• Work to be completed
Only lines with the word "silver" are needed; collect each of them from the listing below.

• Supplied material
--- START ---
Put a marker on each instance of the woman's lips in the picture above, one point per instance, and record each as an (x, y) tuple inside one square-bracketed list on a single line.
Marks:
--- END ---
--- START ---
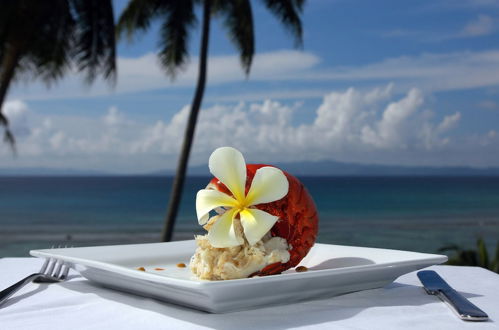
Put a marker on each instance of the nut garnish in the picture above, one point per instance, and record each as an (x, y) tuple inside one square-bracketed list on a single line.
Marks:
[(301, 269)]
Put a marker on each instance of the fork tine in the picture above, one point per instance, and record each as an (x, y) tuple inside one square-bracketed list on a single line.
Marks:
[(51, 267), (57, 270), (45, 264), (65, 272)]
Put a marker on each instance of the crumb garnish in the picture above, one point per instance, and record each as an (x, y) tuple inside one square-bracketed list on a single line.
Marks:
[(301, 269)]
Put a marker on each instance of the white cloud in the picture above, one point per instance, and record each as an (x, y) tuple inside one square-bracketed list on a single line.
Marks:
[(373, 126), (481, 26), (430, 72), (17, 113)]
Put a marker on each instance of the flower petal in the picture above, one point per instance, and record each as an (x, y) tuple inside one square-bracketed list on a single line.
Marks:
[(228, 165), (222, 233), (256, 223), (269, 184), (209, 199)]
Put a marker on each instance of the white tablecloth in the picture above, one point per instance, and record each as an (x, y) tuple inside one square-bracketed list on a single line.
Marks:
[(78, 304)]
--- END ---
--- START ---
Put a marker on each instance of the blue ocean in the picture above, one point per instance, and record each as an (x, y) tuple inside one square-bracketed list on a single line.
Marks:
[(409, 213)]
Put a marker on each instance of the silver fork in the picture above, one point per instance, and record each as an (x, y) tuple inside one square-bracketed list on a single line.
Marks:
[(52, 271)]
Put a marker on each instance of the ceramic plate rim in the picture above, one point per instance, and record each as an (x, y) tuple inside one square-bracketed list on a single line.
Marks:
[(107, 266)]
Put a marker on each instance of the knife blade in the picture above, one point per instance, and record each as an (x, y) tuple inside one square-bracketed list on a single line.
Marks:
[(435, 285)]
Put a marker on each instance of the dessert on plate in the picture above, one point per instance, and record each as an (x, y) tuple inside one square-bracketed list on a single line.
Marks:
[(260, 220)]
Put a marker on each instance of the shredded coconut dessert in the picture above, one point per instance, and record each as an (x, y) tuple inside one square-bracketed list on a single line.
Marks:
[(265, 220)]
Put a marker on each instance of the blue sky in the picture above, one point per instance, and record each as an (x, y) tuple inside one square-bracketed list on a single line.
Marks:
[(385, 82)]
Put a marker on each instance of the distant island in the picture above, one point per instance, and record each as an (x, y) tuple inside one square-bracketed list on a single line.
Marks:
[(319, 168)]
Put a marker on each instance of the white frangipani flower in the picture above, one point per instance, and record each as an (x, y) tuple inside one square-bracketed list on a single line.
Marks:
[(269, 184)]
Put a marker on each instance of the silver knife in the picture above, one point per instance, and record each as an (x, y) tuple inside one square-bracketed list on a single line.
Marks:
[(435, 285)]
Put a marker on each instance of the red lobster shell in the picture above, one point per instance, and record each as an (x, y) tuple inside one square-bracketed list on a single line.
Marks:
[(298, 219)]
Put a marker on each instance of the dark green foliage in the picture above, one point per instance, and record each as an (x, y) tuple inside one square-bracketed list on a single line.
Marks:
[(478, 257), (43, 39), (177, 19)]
--- END ---
• Response to this exercise
Put a marker on each instance of the silver fork in the picture above, one point per instance, and record each as an (x, y) tuple inside one square-bracketed list on a single line.
Put a marker on each instance of the silver knife in the picture above, one point per instance, and record each as an (x, y) tuple inside one square-bracketed list on a single line.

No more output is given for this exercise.